# Action item
Copy each entry as written.

# Material for this task
• • • • • • •
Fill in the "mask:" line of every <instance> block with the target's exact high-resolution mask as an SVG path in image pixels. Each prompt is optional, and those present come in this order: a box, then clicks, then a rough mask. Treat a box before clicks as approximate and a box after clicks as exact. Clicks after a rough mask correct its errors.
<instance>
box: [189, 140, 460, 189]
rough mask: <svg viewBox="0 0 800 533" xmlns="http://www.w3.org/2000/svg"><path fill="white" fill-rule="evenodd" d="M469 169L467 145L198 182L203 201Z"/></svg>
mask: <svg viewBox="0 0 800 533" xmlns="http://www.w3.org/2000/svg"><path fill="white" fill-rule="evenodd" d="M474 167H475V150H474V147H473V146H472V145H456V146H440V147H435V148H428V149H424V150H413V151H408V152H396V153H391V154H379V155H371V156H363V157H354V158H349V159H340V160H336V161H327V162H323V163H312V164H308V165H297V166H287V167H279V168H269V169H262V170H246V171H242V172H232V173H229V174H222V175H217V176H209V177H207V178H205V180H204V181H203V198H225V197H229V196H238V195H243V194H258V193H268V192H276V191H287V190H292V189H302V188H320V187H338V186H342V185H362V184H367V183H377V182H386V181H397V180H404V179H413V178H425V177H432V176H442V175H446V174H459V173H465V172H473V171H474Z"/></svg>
• • • • • • •
# Task output
Fill in the "mask:" line of every <instance> block with the target's exact high-resolution mask as an SVG path in image pixels. Each prompt is optional, and those present come in this order: a box, then clicks, then a rough mask. Treat a box before clicks as approximate and a box after clicks as exact. Clicks after a rough mask correct its errors.
<instance>
box: [189, 140, 460, 189]
rough mask: <svg viewBox="0 0 800 533" xmlns="http://www.w3.org/2000/svg"><path fill="white" fill-rule="evenodd" d="M469 169L467 145L198 182L203 201Z"/></svg>
mask: <svg viewBox="0 0 800 533" xmlns="http://www.w3.org/2000/svg"><path fill="white" fill-rule="evenodd" d="M474 167H475V150H474V147H473V146H472V145H456V146H440V147H435V148H428V149H424V150H413V151H408V152H396V153H391V154H379V155H371V156H363V157H354V158H349V159H340V160H336V161H327V162H323V163H312V164H308V165H297V166H287V167H279V168H269V169H262V170H246V171H242V172H232V173H229V174H222V175H217V176H209V177H207V178H205V180H204V181H203V198H225V197H229V196H238V195H243V194H258V193H268V192H276V191H287V190H292V189H302V188H320V187H338V186H342V185H362V184H367V183H377V182H386V181H397V180H404V179H413V178H425V177H432V176H442V175H446V174H459V173H465V172H473V171H474Z"/></svg>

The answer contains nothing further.